Klimawandel Früherer Frühling in Europa
Nicht nur um den menschgemachten Klimawandel wird gestritten: Wie stark ist er und welchen Anteil haben wir daran? Auch wenn die Zahl derer in Wirtschaft und Politik abnimmt, die den Menschen für völlig unbeteiligt an der globalen Erwärmung erklären möchten, gibt es bei der Erforschung möglicher Folgen immer wieder Streit: Kann man einzelne Veränderungen auf die Folgen des Treibhauseffekts schieben? Gibt es nicht beliebige Gegenbeispiele?
Mit der bislang größten vergleichbaren Studie zum Einfluss der Erwärmung auf die Jahreszeiten haben europäische Forscher Pflanzen aus 21 europäischen Ländern miteinander verglichen. Der Frühling kommt früher, fanden sie heraus - und das passt zum Muster der Klimaveränderung. "Diese Reaktion ist mit sehr großer Wahrscheinlichkeit auf die Erwärmung zurückzuführen", sagte Nicole Estrella von der Technischen Universität München (TUM) zu SPIEGEL ONLINE. Sie hat an der Metastudie mitgearbeitet, die von der Münchner Forstwissenschaftlerin Annette Menzel geleitet wurde.

Ausgangsmaterial:
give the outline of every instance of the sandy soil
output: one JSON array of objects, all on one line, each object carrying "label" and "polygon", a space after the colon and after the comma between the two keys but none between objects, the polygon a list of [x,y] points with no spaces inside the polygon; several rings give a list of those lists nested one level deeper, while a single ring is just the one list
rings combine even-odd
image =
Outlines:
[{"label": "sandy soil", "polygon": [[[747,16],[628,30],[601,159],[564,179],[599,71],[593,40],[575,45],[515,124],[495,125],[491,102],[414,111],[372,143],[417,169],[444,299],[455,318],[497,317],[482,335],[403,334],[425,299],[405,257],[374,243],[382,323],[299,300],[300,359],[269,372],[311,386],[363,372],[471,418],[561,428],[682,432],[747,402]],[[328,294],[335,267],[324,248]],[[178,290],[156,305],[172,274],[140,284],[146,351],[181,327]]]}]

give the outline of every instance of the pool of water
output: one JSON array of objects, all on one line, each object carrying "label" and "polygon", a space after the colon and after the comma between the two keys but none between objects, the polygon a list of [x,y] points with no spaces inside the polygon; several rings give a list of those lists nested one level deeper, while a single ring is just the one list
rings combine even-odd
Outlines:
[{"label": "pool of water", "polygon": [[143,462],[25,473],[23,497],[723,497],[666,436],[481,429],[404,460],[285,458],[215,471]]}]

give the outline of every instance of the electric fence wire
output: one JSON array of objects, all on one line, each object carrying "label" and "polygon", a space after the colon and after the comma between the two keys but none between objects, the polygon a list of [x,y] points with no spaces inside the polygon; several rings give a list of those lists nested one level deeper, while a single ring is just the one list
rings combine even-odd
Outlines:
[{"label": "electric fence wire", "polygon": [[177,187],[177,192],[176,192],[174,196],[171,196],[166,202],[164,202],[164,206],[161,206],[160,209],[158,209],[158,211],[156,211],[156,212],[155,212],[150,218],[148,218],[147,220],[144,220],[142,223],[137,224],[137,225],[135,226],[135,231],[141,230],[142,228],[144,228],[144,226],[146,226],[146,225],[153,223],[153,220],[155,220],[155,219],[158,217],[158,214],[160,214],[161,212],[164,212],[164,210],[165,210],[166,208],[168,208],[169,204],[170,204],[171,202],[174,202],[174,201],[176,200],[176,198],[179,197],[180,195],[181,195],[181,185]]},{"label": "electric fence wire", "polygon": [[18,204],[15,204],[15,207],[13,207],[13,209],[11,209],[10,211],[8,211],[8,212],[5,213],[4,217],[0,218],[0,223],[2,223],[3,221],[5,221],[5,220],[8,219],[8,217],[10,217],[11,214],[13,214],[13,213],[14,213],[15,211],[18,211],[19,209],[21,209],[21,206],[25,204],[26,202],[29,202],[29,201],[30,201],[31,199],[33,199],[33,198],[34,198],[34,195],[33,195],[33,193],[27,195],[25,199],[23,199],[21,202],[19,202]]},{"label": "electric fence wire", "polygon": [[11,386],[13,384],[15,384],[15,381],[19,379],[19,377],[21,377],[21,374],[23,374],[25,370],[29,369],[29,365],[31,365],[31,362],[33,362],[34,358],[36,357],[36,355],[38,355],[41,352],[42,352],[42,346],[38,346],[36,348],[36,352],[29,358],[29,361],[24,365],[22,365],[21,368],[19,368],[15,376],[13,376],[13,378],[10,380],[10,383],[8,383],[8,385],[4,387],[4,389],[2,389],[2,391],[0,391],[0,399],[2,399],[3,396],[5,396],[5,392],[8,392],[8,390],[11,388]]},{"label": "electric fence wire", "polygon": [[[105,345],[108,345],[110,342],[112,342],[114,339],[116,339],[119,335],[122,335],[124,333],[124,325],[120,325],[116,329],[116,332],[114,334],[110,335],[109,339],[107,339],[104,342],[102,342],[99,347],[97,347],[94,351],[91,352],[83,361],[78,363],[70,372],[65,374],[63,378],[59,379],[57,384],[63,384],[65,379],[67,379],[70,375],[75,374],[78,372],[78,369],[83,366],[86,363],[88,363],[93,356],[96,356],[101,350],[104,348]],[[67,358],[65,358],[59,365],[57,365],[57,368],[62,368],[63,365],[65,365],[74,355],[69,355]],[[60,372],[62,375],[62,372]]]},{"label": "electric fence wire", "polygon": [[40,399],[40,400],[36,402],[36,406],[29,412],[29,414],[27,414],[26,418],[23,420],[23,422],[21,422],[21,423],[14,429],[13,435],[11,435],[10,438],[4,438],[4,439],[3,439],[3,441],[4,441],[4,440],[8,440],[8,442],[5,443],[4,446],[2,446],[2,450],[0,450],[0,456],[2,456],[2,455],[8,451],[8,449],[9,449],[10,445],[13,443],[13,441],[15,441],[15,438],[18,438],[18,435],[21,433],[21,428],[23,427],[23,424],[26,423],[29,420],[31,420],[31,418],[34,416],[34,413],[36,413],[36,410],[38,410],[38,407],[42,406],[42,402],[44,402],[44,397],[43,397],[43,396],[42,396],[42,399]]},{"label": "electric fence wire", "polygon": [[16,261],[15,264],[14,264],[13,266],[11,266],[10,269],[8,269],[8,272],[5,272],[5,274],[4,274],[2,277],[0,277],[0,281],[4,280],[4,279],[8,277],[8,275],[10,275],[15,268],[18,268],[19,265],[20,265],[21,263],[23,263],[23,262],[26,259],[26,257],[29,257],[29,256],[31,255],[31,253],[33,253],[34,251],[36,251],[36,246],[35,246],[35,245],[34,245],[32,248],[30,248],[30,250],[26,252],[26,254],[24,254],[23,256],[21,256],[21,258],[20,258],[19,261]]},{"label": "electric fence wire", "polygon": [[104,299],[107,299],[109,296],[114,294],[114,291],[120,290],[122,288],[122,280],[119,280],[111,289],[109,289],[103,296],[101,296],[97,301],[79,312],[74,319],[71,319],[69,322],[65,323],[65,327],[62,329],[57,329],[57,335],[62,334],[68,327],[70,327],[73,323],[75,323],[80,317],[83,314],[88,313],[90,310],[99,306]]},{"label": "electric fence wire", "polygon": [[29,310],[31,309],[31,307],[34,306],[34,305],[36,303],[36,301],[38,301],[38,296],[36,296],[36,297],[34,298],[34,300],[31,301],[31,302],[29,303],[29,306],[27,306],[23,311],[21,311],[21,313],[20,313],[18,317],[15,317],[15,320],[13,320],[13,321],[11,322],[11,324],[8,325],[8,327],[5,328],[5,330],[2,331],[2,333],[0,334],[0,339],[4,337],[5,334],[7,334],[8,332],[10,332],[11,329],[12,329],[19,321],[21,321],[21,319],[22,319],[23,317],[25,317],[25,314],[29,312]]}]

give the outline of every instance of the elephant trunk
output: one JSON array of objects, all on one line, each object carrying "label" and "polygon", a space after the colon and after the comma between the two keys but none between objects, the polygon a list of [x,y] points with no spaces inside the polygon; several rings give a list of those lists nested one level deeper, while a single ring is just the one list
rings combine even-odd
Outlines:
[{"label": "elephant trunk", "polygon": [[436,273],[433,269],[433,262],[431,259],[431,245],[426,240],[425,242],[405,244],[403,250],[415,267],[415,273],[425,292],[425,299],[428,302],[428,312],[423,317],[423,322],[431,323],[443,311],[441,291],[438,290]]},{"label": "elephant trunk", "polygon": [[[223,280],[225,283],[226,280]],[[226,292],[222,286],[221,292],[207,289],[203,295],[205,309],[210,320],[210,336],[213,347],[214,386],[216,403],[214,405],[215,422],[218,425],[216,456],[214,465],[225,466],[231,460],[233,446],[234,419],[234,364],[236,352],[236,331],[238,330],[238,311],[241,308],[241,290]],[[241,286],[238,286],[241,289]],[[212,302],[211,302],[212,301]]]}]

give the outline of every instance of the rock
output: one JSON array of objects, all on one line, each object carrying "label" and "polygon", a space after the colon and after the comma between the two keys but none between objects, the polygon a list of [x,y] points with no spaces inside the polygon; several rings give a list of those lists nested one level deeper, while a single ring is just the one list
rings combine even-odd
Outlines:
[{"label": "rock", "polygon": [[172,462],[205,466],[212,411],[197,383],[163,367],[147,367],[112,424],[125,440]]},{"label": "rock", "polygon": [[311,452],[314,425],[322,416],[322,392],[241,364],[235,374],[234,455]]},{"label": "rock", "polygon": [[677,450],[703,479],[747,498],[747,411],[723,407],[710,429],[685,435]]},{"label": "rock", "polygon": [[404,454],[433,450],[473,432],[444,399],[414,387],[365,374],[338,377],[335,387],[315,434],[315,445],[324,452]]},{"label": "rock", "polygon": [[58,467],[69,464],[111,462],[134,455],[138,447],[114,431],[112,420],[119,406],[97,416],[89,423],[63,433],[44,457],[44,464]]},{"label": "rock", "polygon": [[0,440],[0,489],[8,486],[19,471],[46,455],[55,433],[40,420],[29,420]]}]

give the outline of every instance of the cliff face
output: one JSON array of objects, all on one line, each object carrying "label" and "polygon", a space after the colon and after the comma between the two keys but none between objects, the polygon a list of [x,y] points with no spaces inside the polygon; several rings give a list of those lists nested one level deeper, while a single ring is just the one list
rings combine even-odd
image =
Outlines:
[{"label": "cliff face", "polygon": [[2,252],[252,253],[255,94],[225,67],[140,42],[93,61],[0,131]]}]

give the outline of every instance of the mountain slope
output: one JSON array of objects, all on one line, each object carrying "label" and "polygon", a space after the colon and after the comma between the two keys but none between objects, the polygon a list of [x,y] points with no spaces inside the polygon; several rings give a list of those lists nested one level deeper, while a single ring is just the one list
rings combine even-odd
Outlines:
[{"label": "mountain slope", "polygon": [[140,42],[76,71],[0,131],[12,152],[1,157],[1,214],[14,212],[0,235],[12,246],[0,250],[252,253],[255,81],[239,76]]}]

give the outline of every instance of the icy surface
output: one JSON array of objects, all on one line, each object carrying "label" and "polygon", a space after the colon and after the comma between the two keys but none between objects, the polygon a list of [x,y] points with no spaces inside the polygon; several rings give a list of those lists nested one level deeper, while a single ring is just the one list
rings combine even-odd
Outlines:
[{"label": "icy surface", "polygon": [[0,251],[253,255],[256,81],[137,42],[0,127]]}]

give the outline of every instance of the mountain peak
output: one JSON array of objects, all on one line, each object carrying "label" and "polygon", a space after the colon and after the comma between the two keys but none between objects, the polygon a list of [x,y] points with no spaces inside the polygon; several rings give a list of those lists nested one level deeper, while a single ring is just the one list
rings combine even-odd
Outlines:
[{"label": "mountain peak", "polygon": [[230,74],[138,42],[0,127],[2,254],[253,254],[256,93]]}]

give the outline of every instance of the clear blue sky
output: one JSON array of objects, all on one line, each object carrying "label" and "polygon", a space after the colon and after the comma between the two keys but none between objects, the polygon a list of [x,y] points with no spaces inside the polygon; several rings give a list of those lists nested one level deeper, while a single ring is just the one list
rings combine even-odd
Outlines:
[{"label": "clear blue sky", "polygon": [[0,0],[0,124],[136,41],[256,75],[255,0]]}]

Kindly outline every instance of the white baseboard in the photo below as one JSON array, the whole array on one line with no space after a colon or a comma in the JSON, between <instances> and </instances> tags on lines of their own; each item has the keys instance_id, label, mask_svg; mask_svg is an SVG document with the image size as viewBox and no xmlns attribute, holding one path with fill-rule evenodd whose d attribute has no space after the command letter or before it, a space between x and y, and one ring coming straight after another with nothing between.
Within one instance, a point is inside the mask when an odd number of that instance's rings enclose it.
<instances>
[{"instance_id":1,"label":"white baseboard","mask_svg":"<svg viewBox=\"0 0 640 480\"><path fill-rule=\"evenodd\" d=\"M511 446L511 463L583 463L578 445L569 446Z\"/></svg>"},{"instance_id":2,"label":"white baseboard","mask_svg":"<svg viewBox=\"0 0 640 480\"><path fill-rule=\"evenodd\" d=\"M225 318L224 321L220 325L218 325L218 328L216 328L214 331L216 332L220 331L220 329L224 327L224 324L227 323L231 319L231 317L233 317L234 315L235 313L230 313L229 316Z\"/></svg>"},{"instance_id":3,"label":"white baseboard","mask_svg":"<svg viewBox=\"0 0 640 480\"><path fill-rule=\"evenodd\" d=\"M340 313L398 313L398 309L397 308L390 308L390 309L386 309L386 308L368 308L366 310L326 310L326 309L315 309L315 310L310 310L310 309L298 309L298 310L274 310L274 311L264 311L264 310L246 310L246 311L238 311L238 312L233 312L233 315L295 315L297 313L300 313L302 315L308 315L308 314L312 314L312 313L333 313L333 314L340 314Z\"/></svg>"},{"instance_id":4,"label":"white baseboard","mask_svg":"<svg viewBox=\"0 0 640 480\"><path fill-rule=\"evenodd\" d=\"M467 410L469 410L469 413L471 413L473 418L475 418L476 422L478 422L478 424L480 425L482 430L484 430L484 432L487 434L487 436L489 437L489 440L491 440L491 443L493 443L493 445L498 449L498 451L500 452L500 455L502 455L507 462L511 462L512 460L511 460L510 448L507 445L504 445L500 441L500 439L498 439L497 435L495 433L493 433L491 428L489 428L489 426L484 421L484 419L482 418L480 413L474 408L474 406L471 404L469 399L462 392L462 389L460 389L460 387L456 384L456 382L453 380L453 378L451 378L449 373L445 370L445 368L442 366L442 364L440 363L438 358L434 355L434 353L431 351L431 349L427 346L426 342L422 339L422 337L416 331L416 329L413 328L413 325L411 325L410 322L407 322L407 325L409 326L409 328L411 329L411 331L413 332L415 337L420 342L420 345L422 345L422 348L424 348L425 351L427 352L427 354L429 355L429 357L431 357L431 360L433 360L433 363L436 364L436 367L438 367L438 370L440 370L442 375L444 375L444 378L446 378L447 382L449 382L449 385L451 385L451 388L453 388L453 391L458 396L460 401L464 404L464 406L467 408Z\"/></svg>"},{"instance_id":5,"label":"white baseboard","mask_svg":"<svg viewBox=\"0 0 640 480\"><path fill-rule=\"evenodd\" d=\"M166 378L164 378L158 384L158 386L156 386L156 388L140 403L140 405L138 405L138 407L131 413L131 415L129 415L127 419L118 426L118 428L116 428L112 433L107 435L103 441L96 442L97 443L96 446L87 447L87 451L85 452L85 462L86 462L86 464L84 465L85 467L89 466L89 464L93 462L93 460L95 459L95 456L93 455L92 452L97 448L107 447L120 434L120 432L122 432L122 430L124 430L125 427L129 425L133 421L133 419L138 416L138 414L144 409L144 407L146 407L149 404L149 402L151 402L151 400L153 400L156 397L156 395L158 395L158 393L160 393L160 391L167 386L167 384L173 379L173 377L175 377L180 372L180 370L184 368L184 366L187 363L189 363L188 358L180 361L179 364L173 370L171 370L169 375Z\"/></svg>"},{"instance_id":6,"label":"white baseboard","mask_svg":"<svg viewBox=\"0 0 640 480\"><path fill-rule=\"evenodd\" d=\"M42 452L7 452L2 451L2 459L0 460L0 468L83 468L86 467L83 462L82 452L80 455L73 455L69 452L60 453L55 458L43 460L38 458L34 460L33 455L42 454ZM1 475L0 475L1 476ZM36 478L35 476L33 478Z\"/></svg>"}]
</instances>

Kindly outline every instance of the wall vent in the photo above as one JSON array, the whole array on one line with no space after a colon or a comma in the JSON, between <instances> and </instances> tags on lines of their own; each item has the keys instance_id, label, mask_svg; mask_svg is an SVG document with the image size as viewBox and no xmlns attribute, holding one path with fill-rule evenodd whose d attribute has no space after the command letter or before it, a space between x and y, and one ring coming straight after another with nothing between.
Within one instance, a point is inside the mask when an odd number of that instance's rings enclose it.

Aufgaben:
1 – Fasse den Absatz im Ausgangstext, der mit „Mit der bislang größten vergleichbaren Studie“ beginnt, in knapperer Form zusammen und behalte dabei seine wesentlichen Fakten bei.
2 – Aus wie vielen Ländern stammten die Pflanzen, die laut Ausgangstext in der Studie miteinander verglichen wurden?
3 – Schreibe den Ausgangstext über den früheren Frühling in Europa im Anschluss an seinen letzten Satz weiter.

Antworten:
1 – Europäische Forscher haben in der bislang größten vergleichbaren Studie Pflanzen aus 21 europäischen Ländern verglichen. Sie stellten fest, dass der Frühling früher kommt, was zum Muster der Klimaveränderung passt. Nicole Estrella von der TU München hat an der von Annette Menzel geleiteten Metastudie mitgearbeitet. Sie führt diese Reaktion mit sehr großer Wahrscheinlichkeit auf die Erwärmung zurück.

2 – Aus 21 europäischen Ländern.

3 –
125 000 Zeitreihen von fast 550 Pflanzen- und auch einigen Tierarten aus 21 Ländern Europas zwischen den Jahren 1971 und 2000 bildeten die Grundlage der Analyse. Die nationalen Wetterdienste lieferten den Wissenschaftlern zu - aus einem Datenschatz, den man für ein einzelnes Projekt unmöglich selbst gewinnen könnte: Sogenannte phänologische Ereignisse werden oft von Freiwilligen in jahrelanger Fleißarbeit erhoben, etwa wann bestimmte Blumen knospen, zu blühen beginnen oder wann sich im Herbst die Blätter verfärben.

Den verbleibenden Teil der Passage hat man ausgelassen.